_REQUIRED WORK:_
- 1) Transcribe the gold transport problem word for word, taking everything from "Recently, a number" down to "to the storehouses.".
- 2) Find each line of the listing containing the string "painted" and copy those lines out, treating case as significant.

_TEXT TO READ:_
Recently, a number of gold mines have been discovered in Zorroming State. To protect this treasure, we must transport this gold to the storehouses as quickly as possible. Suppose that the Zorroming State consists of N towns and there are M bidirectional roads among these towns. The gold mines are only discovered in parts of the towns, while the storehouses are also owned by parts of the towns. The storage of the gold mine and storehouse for each town is finite. The truck drivers in the Zorroming State are famous for their bad temper that they would not like to drive all the time and they need a bar and an inn available in the trip for a good rest. Therefore, your task is to minimize the maximum adjacent distance among all the possible transport routes on the condition that all the gold is safely transported to the storehouses.
Input
The input contains several test cases. For each case, the first line is integer N(1<=N<=200). The second line is N integers associated with the storage of the gold mine in every towns .The third line is also N integers associated with the storage of the storehouses in every towns .Next is integer M(0<=M<=(n-1)*n/2).Then M lines follow. Each line is three integers x y and d(1<=x,y<=N,0<d<=10000), means that there is a road between x and y for distance of d. N=0 means end of the input.

Recorded data:

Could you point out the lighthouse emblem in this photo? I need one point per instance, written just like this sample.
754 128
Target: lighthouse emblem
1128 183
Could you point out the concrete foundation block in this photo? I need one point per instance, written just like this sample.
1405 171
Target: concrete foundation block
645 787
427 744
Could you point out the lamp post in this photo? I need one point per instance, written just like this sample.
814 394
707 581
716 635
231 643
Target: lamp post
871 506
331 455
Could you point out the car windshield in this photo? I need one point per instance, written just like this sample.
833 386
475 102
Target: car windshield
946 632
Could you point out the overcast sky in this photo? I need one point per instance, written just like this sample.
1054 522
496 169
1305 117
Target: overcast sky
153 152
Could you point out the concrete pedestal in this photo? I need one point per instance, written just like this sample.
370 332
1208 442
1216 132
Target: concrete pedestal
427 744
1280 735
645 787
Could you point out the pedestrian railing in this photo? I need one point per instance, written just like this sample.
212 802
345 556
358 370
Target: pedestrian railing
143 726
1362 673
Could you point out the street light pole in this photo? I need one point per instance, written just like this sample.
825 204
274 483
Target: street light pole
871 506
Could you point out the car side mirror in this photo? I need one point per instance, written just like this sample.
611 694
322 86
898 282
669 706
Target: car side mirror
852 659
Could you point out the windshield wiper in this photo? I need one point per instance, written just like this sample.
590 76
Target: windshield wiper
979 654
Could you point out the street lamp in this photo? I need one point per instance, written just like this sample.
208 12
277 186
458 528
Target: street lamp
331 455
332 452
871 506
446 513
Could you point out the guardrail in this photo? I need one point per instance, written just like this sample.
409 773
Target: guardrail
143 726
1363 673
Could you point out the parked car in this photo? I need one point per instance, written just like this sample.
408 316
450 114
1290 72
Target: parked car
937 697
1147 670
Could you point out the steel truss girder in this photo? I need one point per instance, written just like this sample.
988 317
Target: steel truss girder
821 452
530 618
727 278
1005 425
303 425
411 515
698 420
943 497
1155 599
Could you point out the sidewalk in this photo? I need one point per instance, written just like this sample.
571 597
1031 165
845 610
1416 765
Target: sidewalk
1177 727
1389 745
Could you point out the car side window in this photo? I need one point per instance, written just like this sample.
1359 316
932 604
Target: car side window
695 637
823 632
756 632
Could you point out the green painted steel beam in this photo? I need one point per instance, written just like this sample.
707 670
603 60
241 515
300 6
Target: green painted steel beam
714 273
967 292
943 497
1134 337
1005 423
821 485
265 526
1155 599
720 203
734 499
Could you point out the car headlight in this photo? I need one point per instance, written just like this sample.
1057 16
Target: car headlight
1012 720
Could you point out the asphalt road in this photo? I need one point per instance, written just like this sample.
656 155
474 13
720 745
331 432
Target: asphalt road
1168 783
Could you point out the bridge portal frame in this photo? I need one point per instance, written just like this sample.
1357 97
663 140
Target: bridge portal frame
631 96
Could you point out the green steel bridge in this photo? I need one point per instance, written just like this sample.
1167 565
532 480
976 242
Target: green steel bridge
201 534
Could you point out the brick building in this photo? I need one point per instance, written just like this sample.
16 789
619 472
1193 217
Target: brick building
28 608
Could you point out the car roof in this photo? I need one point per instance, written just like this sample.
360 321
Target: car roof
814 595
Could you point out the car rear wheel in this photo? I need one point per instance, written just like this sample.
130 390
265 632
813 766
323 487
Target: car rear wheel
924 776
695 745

_THE RESPONSES:_
- 1)
Recently, a number of gold mines have been discovered in Zorroming State. To protect this treasure, we must transport this gold to the storehouses as quickly as possible. Suppose that the Zorroming State consists of N towns and there are M bidirectional roads among these towns. The gold mines are only discovered in parts of the towns, while the storehouses are also owned by parts of the towns. The storage of the gold mine and storehouse for each town is finite. The truck drivers in the Zorroming State are famous for their bad temper that they would not like to drive all the time and they need a bar and an inn available in the trip for a good rest. Therefore, your task is to minimize the maximum adjacent distance among all the possible transport routes on the condition that all the gold is safely transported to the storehouses.

- 2)
Could you point out the green painted steel beam in this photo? I need one point per instance, written just like this sample.
Target: green painted steel beam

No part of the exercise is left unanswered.